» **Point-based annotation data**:
* BEGIN *

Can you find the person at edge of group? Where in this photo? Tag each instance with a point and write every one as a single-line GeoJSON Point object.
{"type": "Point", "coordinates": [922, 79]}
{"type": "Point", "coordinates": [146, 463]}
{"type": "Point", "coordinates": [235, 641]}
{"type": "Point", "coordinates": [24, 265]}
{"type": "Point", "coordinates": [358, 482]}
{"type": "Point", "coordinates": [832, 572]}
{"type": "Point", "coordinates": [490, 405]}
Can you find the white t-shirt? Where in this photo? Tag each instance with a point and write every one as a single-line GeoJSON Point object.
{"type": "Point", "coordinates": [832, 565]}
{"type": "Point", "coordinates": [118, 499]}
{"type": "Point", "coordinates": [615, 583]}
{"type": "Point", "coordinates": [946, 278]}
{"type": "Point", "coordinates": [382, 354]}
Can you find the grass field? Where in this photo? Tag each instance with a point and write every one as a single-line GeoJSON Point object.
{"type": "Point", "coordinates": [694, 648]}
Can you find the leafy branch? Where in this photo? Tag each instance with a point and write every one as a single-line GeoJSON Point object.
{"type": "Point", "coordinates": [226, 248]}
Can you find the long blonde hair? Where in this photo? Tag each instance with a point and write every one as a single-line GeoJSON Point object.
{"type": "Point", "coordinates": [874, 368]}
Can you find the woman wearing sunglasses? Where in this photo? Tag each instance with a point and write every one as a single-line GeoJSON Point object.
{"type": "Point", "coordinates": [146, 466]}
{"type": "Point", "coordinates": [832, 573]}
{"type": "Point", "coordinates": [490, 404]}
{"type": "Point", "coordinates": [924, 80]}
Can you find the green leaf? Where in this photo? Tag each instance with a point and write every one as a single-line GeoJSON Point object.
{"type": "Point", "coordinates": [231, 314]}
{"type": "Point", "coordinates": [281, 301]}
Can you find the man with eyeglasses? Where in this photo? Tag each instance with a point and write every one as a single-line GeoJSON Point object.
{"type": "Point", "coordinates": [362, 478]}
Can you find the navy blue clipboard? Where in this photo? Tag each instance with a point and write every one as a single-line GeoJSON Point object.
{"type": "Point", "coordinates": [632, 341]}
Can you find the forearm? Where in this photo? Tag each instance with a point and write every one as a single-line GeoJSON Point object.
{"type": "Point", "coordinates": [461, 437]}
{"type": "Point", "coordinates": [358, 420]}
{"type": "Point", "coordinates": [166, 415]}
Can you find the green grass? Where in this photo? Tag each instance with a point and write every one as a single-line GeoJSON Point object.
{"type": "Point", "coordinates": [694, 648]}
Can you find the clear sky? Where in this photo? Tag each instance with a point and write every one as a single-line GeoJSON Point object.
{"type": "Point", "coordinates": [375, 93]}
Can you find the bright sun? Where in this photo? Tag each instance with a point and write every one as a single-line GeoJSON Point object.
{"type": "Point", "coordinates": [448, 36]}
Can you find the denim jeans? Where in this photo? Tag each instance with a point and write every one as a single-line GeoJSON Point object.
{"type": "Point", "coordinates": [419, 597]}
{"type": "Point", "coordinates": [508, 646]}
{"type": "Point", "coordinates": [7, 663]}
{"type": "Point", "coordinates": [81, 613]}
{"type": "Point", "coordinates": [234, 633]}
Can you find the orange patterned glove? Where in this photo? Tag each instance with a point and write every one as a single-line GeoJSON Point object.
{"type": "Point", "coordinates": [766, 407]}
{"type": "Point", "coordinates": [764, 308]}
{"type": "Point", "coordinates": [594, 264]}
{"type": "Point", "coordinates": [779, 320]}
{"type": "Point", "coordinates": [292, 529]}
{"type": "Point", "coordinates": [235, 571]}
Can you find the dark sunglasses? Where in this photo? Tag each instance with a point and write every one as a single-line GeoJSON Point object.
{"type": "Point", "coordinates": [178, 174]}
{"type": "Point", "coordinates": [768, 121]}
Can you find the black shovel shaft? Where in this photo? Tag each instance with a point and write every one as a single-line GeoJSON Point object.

* END *

Repeat exactly, and only, the lines from the line with "Can you find the orange" through the end of the listing above, both ends included.

Can you find the orange patterned glove? Where in this photo? Tag each instance with a point and write every one as a single-line GeoJSON Point object.
{"type": "Point", "coordinates": [766, 407]}
{"type": "Point", "coordinates": [764, 308]}
{"type": "Point", "coordinates": [594, 264]}
{"type": "Point", "coordinates": [779, 320]}
{"type": "Point", "coordinates": [292, 529]}
{"type": "Point", "coordinates": [235, 571]}
Can you find the dark sunglasses? Where in this photo? Tag each instance with a point and write every one as a single-line GeoJSON Point object.
{"type": "Point", "coordinates": [178, 174]}
{"type": "Point", "coordinates": [768, 121]}
Can you find the black shovel shaft? Where in this photo? Tag each instance with a point and write every one as a single-line GeoJSON Point object.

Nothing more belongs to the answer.